= What the exercise asks =
Can you pick up the account of the trip on the 7 train to Corona below and carry it on from its last sentence?

= Selected passage =
____
Upon meeting up with Jenn, our merry threesome continued to ride the 7, finally getting off at 111th St. in Corona. Since gentrification has yet to affect this neighborhood as it has the majority of New York, Jenn was kind enough to tow along an arsenal of self-defense weapons. Wildly swinging a can a Mace and screaming unintelligibly at any resident to come within thirty feet of us, we were left in peace as we walked while pedestrians ran in the opposite direction. We reached the restaurant unscathed and ready to indulge.
____
= Information supplied =
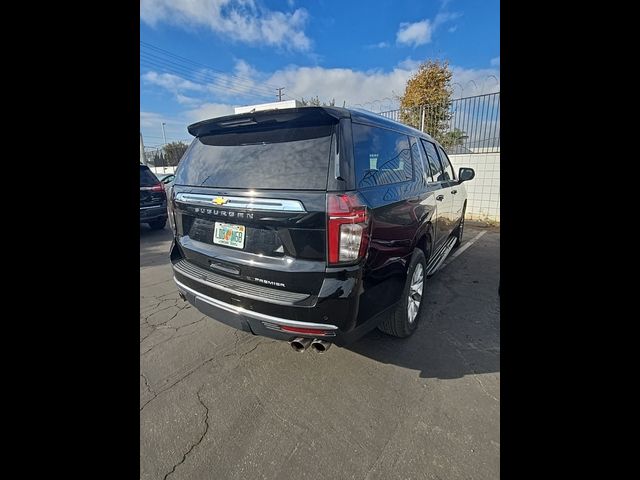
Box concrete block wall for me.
[449,153,500,222]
____
= Answer for this exercise =
Once seated and explained the situation of the restaurant we quickly headed over to the buffet center, where we loaded up on salad, rice, and other such buffet items. Soon after Meat Guy One came over with the first selection: sausage, bacon wrapped turkey, and sirloin. Meat Guy One was kind enough to oblige Roger in his request for an extensive photo session that detailed every aspect of the meat distribution process. He seemed rather pleased with this attention after years of abuse from patrons, grinning from ear to ear and he cut off great, big, greasy slabs of meat. The sight of pure, chaste joy as experienced by this handler of meat brought us sincere satisfaction in our abilities to bring simple happiness into the lives of others.



Meat Guy Two was less receptive to being photographed. At first sight of the camera a scowl slowly spread across his face that did not let up as he grimly cut off pieces of prime rib. He soon departed, pushing his cart of meat and muttering inaudibly to himself, and we were left wondering what trauma prompted this response as we chewed in silence.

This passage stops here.